§ EXTRAIT À LIRE
Je vins donc, le 15 mai, à l’Assemblée sans prévoir ce qui allait se passer. La séance commença comme eût commencé toute autre ; et, ce qu’il y eut de fort étrange : vingt mille hommes environnaient déjà la salle, sans qu’aucun bruit du dehors annonçât leur présence. Wolowski était à la tribune : il mâchonnait entre ses dents je ne sais quel lieu commun sur la Pologne, lorsque le peuple manifesta enfin son approche par un cri terrible, qui, pénétrant de tous côtés à travers les fenêtres du haut qu’on avait laissées ouvertes à cause de la chaleur, tomba sur nous comme s’il fût venu du ciel. Je n’eusse jamais pu imaginer que des voix humaines, en s’unissant, pussent produire un bruit aussi immense, et la vue de la foule elle-même, quand elle envahit l’Assemblée, ne me parut pas aussi formidable que ce premier rugissement qu’elle fit entendre avant de se montrer. Plusieurs représentants, cédant à un premier mouvement de curiosité ou de crainte, se levèrent ; d’autres crièrent avec force : « En place ! » Chacun se rassit, se raffermit sur son banc et se tut. Wolowski reprit son discours et le continua quelque temps. Je crois que c’est la première fois de sa vie qu’il ait été écouté en silence ; encore n’était-ce pas lui qu’on écoutait, mais la foule dont le bruissement devenait à chaque instant plus distinct et plus proche.

§ LIGNES ENREGISTRÉES
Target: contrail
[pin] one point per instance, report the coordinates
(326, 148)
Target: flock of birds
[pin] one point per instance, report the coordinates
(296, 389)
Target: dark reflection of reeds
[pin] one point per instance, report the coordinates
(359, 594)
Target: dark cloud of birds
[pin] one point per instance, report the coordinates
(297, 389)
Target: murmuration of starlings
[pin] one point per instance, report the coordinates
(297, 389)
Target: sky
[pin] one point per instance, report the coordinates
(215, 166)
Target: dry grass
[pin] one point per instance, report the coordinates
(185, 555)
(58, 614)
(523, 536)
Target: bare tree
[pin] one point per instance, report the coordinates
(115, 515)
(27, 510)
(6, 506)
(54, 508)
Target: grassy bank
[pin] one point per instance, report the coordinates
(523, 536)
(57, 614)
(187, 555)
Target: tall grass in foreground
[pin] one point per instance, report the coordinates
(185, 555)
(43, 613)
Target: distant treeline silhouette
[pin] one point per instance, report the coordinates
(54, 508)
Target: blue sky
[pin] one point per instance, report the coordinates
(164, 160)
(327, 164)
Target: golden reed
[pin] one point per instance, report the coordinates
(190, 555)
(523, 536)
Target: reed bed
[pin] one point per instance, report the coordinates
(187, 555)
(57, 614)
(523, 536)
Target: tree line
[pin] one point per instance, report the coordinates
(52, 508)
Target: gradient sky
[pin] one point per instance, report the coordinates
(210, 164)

* * *

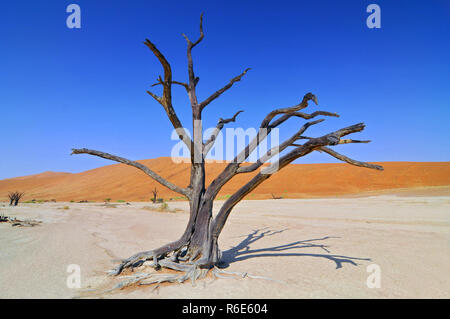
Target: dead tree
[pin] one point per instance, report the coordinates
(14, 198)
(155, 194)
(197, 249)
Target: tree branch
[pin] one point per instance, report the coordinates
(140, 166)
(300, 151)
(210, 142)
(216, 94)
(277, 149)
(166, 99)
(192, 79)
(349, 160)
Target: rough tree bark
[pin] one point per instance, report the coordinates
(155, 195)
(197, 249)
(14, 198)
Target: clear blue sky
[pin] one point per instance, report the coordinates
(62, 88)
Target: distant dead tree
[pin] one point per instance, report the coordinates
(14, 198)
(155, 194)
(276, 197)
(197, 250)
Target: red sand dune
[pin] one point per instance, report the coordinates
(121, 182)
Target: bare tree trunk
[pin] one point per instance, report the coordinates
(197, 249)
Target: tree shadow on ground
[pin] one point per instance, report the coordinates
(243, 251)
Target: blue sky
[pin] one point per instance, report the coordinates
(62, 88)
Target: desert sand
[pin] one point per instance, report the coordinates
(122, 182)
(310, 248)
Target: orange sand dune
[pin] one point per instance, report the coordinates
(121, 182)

§ EXERCICE 1
Répondez à ces questions d'après l'extrait sur la séance du 15 mai.
(a) Qui se trouvait à la tribune quand le peuple a manifesté son approche ?
(b) Pourquoi avait-on laissé ouvertes les fenêtres du haut ?
(c) Que crièrent avec force certains représentants ?
§ EXERCICE 2
Poursuivez l'extrait sur la séance du 15 mai en reprenant après sa dernière phrase.

§ RÉPONSE ATTENDUE 1
(a) Wolowski.
(b) À cause de la chaleur.
(c) « En place ! »

§ RÉPONSE ATTENDUE 2
Tout à coup, un de nos questeurs, Degousée, gravit solennellement l’escalier de la tribune, écarte sans parler Wolowski, et dit : « Contrairement à la volonté des questeurs, le général Courtais vient d’ordonner aux gardes mobiles, qui défendent la porte de l’Assemblée, de remettre la baïonnette dans le fourreau. » Ayant prononcé ce peu de mots, il se tut. Ce Degousée, qui était un fort bon homme, avait la figure la plus patibulaire et la voix la plus caverneuse qu’on pût rencontrer. La nouvelle, l’homme et le ton s’accordaient donc pour causer une impression étrange, l’Assemblée s’émeut, puis se calme aussitôt ; il n’y avait plus rien à faire : la salle était forcée.

Lamartine, qui était sorti au premier bruit, venait de reparaître à la porte avec un air déconcerté ; il avait traversé le couloir central et regagné son banc à grands pas, comme si un ennemi invisible pour nous l’eût poursuivi. Derrière lui parurent presque aussitôt plusieurs hommes du peuple ; ceux-ci s’arrêtent sur le seuil, surpris à la vue de cette immense assemblée assise. Au même instant, comme au 24 février, les tribunes s’ouvrent avec fracas ; le flot du peuple les inonde, les remplit et bientôt les déborde. Pressés par la foule qui les suit et les pousse sans les voir, les premiers venus franchissent les balustrades des tribunes, entreprennent de trouver une issue dans la salle même, au-dessus du sol de laquelle ils n’étaient guère qu’à dix pieds, se laissent pendre le long des murs et sautent dans la salle d’une hauteur de cinq à six pieds. La chute successive de chacun de ces corps, frappant l’un après l’autre sur le plancher, y produisait un ébranlement sourd, que je pris d’abord, au milieu du tumulte, pour le bruit lointain de la canonnade. Pendant qu’une partie du peuple tombait ainsi dans la salle, une autre composée principalement des chefs des clubs, y entrait par toutes les portes. Ceux-là, portant avec eux plusieurs emblèmes de la terreur, agitaient des drapeaux, dont quelques-uns étaient surmontés du bonnet rouge.

Cette foule remplit en un instant le grand vide qui était au centre de l’Assemblée, s’y presse et s’y trouvant bientôt à l’étroit, remonte par tous les petits chemins qui conduisaient à nos bancs, s’entasse de plus en plus dans ces petits espaces sans cesser de s’y agiter. Au milieu du mouvement tumultueux et incessant de cette multitude, la poussière devient très épaisse et la chaleur si étouffante que peut-être serais-je sorti pour respirer s’il ne s’était agi que de l’intérêt public, mais l’honneur nous clouait sur nos bancs.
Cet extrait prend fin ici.